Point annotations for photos
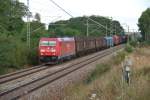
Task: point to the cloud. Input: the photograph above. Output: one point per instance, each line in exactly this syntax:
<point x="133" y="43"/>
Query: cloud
<point x="126" y="11"/>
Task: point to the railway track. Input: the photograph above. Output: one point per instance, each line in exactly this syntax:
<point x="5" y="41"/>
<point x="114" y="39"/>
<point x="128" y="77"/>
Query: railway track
<point x="22" y="73"/>
<point x="18" y="92"/>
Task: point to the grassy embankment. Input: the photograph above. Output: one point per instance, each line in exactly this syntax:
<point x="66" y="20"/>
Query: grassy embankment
<point x="106" y="80"/>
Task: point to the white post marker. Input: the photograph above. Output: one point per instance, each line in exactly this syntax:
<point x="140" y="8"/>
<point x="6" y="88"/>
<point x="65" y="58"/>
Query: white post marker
<point x="127" y="69"/>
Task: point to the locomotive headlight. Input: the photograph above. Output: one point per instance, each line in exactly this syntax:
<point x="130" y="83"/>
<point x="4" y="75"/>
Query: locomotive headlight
<point x="52" y="50"/>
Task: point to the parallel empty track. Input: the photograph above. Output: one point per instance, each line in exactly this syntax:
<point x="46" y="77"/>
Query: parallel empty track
<point x="27" y="88"/>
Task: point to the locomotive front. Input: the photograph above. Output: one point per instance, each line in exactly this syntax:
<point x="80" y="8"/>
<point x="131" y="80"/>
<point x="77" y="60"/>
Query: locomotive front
<point x="48" y="50"/>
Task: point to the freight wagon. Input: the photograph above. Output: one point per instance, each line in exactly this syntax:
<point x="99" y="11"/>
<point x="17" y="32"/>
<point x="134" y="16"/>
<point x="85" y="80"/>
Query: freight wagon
<point x="57" y="49"/>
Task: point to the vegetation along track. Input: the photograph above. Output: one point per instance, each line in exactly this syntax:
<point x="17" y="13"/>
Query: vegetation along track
<point x="24" y="89"/>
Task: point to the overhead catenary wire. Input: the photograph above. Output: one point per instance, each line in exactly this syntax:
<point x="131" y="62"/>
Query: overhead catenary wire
<point x="98" y="24"/>
<point x="61" y="8"/>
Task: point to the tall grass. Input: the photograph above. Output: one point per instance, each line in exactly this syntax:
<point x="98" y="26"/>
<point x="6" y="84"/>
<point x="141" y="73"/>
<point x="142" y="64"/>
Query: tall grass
<point x="99" y="70"/>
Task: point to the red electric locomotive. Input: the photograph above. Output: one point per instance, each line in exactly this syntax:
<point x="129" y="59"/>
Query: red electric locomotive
<point x="55" y="49"/>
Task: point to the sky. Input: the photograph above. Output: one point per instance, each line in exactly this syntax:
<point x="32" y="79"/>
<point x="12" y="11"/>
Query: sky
<point x="126" y="12"/>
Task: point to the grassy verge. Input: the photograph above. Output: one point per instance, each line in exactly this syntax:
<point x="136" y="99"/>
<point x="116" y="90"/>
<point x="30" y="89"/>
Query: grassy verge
<point x="104" y="81"/>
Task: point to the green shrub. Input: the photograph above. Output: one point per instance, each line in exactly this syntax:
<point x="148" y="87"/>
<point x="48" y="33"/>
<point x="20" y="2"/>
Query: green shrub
<point x="99" y="70"/>
<point x="134" y="43"/>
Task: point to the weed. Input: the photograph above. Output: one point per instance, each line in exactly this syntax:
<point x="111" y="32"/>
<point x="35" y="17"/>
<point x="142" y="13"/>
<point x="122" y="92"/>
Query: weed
<point x="99" y="70"/>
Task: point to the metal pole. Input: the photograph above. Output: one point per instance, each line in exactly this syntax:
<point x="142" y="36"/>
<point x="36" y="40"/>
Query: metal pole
<point x="28" y="25"/>
<point x="87" y="30"/>
<point x="106" y="29"/>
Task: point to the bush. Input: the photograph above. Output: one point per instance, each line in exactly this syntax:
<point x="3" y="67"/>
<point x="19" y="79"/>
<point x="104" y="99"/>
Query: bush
<point x="99" y="70"/>
<point x="134" y="43"/>
<point x="13" y="52"/>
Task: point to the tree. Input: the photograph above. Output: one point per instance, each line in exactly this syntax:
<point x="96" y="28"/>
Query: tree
<point x="11" y="13"/>
<point x="78" y="26"/>
<point x="144" y="23"/>
<point x="37" y="17"/>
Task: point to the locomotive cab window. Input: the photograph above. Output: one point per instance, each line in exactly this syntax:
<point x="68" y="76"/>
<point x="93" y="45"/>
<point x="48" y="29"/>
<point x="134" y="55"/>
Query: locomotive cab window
<point x="52" y="43"/>
<point x="44" y="43"/>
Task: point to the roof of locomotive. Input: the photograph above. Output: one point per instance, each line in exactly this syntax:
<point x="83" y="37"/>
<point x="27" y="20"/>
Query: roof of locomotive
<point x="57" y="39"/>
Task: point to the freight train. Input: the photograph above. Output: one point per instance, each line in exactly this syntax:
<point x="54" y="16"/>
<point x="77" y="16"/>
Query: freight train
<point x="54" y="50"/>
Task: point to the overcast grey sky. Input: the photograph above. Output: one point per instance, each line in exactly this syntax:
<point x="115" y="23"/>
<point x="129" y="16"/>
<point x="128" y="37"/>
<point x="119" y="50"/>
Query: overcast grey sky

--- Written instruction ---
Convert the listing from the line containing "Task: point to the overcast" through its last line, both included, into a JSON list of strings with one string per line and blank lines omitted.

--- Solution to this problem ---
[
  "Task: point to the overcast grey sky. Input: the photograph above. Output: one point per instance, each line in exactly this syntax:",
  "<point x=\"115\" y=\"23\"/>",
  "<point x=\"129\" y=\"16\"/>",
  "<point x=\"128\" y=\"37\"/>",
  "<point x=\"119\" y=\"50\"/>",
  "Query: overcast grey sky"
]